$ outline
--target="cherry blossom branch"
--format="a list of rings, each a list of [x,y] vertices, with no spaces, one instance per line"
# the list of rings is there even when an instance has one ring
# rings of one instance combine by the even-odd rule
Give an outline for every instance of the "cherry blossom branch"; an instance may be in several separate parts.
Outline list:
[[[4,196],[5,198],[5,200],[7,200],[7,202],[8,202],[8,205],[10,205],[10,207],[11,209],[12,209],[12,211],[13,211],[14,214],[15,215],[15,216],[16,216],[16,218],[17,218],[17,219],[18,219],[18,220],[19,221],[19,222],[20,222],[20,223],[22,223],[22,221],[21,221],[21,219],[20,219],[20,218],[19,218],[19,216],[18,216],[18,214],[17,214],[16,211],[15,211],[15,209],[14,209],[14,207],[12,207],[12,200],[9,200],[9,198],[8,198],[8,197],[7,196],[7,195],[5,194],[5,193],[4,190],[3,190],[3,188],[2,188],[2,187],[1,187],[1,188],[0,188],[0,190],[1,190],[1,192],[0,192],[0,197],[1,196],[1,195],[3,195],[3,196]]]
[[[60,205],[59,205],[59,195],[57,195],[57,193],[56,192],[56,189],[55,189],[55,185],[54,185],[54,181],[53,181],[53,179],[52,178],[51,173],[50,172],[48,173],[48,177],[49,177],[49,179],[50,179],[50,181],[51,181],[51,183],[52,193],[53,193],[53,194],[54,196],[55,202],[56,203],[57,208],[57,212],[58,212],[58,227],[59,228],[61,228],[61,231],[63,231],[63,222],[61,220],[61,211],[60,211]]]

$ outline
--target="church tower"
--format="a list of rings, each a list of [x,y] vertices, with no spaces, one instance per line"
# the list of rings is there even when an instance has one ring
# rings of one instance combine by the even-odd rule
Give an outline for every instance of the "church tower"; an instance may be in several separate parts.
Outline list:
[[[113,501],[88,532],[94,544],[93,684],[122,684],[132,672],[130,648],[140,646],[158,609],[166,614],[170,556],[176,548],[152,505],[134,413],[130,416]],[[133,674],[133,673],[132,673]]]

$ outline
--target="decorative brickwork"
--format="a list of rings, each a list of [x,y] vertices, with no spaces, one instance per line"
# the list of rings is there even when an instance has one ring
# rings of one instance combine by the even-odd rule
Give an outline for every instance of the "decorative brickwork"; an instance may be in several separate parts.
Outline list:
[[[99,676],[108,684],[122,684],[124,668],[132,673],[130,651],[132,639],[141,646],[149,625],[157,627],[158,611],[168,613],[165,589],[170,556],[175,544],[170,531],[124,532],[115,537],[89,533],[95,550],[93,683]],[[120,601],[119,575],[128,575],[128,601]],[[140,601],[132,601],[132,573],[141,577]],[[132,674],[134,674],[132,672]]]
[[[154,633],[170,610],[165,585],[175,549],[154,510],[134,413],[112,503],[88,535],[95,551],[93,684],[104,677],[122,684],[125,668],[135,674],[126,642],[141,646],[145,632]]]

→ EXERCISE DETAILS:
Pull out every line of the data above that contains the string "tower", matching case exactly.

→ TASK ANSWER:
--target="church tower"
Give an outline for every instance of the "church tower"; an instance may be in several separate parts.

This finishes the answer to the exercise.